§ Exercise objective: Rewrite the portion of the entries that begins with the line containing "Note to the class: indicate the white" and ends with the final line of the entries as a numbered list, leaving out any blank lines. Include both the first and the last line of that portion.

§ Exercise input:
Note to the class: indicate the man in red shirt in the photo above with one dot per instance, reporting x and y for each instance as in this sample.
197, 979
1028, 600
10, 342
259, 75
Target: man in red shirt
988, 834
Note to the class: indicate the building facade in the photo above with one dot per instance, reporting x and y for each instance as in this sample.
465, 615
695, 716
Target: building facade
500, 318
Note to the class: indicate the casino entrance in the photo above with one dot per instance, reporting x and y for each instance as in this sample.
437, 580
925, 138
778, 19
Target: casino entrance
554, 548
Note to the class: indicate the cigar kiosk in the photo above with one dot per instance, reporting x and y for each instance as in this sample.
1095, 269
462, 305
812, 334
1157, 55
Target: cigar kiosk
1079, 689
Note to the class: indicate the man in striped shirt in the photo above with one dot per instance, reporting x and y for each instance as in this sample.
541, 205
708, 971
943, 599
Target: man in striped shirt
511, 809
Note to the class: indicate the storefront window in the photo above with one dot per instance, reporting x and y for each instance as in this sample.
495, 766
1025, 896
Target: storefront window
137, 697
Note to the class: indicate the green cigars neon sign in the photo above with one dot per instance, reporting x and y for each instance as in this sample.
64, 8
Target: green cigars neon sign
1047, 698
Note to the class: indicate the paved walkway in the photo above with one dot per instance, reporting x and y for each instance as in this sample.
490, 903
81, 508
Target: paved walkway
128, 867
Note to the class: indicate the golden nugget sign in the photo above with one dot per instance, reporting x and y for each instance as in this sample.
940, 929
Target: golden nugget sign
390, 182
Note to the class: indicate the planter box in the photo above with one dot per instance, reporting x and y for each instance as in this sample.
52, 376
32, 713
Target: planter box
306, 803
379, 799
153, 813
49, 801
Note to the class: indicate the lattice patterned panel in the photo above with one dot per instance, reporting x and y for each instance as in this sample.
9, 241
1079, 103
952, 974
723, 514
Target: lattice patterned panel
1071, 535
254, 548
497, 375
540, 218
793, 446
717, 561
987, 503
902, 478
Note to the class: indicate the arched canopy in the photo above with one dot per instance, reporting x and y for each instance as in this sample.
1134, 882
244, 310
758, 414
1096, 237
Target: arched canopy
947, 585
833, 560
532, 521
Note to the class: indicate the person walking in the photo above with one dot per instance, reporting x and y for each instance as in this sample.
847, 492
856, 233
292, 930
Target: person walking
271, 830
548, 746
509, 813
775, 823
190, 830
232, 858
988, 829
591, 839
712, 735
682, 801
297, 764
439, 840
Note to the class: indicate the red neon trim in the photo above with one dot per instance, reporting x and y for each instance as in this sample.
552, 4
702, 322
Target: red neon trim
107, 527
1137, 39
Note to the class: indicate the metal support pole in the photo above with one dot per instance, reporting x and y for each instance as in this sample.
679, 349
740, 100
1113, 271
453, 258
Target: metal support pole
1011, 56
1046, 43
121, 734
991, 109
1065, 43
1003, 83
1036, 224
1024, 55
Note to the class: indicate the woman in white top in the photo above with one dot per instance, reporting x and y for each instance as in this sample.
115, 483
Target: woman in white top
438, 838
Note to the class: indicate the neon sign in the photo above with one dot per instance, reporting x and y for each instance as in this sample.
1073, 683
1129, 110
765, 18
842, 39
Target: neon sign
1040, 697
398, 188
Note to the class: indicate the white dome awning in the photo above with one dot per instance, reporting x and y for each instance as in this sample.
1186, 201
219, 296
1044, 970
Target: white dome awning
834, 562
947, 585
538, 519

§ Answer:
1. Note to the class: indicate the white dome awning in the photo above with one dot per instance, reporting x and y for each instance as in this sample.
2. 1186, 201
3. 219, 296
4. 1044, 970
5. Target: white dome awning
6. 834, 562
7. 947, 585
8. 538, 519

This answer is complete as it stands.